[Exercises to complete]
**1)** In the forum thread on comic image size below, write out the passage starting at "I use a different" and ending at "and continuing help.".
**2)** According to the forum thread on comic image size below, what is the screen resolution of the Kindle 3?
**3)** Using the forum thread on comic image size below, explain why the "comic_size=" option probably seemed to have no effect.

[Selected text]

** Begin **

As to the size of the image, I have never been able to get the recipe "comic_size=" to work. This may be because I am converting to .mobi. It did not work for me even before the merger. I adjust the size via CSS using pixels instead of percentages. One other manner of messing around with the image size is to get the "zoom" image from Gocomics. Since my present method of dealing with the image size is working, I have not messed around with the coding to obtain the zoomed image.

I use a different recipe from the one you have written, Since I have a Kindle 3 with a screen of only 600X800, it is important to ME that I maximize the space for the image and remove as much extraneous data as possible. Therefore, I strip the "Banner"; comic strip "Alink" and the "Author's Name". This leaves me with only the jpeg image and nothing more.

Thanks for your input and continuing help.

Starson17 · 06-07-2011, 08:49 AM

Quote:

Originally Posted by brgriff

The element in the <h1> tag I want to keep is the link to the comic strip:

The link goes along with something to click on. The item you click on is the name of the comic strip. If I understood you correctly, you said wanted to remove the name of the strip, and that leaves nothing to click on, so there's no way to get to that link. I'd leave the link on the image and remove the entire h1 tag.

Quote:

As to the size of the image, I have never been able to get the recipe "comic_size=" to work.

That option controls the size of the image retrieved.

Quote:

This may be because I am converting to .mobi.

It's not affected by the format, but by the ereader device you've told calibre you have. Your specified device causes calibre to reduce the maximum size of images to fit the device display. There's no reason to grab an image larger than your device can display because calibre will reduce the size anyway. That's probably why you saw no effect. I don't even know if that option still works, but it did when I wrote the recipe.

** End **

[Data excerpt]
** Begin **

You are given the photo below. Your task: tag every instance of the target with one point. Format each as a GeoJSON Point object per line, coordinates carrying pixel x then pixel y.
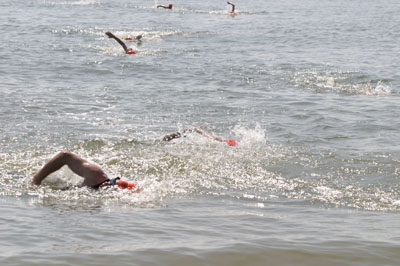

** End **

[Per-task answers]
**1)**
I use a different recipe from the one you have written, Since I have a Kindle 3 with a screen of only 600X800, it is important to ME that I maximize the space for the image and remove as much extraneous data as possible. Therefore, I strip the "Banner"; comic strip "Alink" and the "Author's Name". This leaves me with only the jpeg image and nothing more.

Thanks for your input and continuing help.

**2)** 600X800.

**3)** The option controls the size of the image retrieved, but calibre reduces images to the maximum size that the specified e-reader can display. A larger image would be shrunk anyway, so the setting made no visible difference. This depends on the device chosen in calibre, not on the .mobi format.